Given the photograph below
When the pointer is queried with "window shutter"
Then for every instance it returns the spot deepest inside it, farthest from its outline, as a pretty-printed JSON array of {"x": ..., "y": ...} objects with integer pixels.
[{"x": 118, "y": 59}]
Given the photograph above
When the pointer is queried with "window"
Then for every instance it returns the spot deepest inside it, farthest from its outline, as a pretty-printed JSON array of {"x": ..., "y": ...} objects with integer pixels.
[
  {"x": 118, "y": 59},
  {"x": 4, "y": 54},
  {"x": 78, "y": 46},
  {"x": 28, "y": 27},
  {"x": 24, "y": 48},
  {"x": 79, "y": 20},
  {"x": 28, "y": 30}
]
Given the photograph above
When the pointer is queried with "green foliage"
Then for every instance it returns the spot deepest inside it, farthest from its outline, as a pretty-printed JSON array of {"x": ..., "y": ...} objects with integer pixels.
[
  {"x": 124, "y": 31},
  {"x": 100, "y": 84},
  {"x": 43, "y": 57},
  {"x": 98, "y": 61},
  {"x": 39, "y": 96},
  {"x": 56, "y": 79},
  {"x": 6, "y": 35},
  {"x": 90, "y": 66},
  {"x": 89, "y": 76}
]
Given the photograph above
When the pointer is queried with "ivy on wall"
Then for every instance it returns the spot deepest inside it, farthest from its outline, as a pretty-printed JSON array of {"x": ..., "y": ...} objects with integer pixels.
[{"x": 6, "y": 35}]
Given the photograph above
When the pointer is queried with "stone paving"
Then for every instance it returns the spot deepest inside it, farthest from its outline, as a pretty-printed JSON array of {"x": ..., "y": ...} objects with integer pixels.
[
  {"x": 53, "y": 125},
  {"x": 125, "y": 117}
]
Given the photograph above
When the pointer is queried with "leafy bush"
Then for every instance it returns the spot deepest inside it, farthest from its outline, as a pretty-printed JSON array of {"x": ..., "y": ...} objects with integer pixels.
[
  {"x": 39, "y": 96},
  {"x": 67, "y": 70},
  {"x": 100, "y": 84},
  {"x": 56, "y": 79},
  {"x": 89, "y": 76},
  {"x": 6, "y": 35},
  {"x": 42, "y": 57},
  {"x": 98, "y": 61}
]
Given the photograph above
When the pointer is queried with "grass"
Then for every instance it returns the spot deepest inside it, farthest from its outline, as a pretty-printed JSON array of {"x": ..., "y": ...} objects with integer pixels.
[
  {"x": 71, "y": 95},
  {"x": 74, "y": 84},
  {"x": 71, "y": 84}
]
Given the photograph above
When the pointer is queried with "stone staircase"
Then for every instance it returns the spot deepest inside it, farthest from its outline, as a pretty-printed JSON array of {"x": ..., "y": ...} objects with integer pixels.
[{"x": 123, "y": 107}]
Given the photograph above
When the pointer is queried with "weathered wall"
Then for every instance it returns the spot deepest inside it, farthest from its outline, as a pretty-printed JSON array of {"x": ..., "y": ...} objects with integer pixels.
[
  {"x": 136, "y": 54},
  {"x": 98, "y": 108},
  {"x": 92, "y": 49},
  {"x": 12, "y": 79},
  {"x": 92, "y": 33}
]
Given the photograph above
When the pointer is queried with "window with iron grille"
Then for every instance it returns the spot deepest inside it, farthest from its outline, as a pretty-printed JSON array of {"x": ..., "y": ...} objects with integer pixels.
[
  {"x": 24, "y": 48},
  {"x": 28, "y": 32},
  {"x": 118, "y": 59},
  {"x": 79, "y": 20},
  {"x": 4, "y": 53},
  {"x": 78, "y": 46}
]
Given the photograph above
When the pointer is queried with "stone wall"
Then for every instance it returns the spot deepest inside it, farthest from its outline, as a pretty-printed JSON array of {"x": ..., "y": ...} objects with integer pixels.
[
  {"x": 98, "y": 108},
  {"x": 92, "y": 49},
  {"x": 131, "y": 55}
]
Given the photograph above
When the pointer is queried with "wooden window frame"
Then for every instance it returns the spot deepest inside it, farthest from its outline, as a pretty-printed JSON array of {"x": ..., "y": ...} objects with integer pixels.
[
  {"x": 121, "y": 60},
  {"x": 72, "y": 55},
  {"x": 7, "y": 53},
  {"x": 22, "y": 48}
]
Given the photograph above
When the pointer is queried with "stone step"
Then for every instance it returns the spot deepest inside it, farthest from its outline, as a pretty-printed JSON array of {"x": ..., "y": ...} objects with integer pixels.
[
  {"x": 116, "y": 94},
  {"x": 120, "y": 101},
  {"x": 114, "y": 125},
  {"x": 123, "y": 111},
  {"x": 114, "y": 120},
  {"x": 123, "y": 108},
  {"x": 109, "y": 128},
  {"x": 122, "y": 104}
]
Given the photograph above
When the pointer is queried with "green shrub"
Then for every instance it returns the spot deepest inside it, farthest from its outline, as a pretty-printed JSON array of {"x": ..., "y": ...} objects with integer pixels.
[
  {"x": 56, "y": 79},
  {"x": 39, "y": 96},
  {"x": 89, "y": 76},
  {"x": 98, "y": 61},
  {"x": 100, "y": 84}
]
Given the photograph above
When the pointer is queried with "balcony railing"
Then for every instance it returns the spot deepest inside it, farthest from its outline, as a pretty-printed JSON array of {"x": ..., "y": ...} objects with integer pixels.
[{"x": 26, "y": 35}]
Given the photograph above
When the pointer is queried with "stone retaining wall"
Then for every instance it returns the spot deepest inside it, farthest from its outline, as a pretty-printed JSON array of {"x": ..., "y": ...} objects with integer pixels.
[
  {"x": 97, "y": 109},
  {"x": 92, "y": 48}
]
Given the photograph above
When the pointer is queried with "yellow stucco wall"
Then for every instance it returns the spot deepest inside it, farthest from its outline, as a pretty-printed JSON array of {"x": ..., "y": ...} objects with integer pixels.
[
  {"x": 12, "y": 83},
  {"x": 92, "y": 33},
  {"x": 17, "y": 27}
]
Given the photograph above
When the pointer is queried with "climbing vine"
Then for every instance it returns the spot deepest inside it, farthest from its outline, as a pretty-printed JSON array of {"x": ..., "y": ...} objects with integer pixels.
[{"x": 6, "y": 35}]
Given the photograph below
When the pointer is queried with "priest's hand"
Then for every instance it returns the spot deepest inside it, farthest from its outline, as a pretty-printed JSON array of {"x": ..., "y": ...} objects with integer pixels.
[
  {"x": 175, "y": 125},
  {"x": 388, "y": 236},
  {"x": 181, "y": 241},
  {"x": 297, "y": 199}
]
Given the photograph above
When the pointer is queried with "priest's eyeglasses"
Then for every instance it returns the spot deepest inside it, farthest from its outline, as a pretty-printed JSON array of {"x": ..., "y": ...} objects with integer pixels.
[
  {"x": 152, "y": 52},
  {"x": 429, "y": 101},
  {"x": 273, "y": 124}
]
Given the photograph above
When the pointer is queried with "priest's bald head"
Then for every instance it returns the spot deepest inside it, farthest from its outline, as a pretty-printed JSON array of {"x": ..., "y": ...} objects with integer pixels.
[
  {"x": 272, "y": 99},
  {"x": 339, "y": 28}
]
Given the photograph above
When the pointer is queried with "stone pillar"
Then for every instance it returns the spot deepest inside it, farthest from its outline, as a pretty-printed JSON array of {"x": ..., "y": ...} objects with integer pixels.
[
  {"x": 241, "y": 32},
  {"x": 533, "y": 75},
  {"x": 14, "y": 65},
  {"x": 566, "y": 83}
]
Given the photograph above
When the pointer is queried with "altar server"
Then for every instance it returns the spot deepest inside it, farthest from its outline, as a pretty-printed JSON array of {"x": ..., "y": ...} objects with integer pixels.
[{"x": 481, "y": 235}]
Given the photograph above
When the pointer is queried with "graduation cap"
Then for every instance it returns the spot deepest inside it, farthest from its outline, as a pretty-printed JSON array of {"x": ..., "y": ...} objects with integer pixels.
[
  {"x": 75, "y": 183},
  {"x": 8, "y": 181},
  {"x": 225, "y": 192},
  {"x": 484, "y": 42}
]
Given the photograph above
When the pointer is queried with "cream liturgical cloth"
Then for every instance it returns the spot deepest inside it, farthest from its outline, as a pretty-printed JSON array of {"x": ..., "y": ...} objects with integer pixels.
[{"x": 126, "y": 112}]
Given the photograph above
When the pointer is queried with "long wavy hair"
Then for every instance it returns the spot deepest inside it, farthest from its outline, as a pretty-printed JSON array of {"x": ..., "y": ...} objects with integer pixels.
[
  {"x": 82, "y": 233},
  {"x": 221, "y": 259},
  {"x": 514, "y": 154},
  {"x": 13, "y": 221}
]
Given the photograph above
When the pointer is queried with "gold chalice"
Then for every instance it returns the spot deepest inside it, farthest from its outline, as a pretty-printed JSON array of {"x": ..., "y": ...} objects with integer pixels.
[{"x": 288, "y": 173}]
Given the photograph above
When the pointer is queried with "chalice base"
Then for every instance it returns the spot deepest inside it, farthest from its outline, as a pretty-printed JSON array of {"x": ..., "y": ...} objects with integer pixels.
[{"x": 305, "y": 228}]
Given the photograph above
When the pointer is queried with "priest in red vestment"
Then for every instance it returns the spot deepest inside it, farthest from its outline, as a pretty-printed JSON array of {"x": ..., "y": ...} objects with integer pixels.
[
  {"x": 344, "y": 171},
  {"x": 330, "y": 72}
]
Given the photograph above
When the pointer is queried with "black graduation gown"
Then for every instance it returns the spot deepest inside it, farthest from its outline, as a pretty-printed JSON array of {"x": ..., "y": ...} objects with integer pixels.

::::

_Aim of the exercise_: List every line of the records above that contains the word "wall".

_Result below_:
When the pointer is queried with "ivy on wall"
When the pointer is queried with "weathered wall"
When the pointer is queried with "stone wall"
When the pointer is queried with "stone retaining wall"
When the pointer is queried with "yellow stucco wall"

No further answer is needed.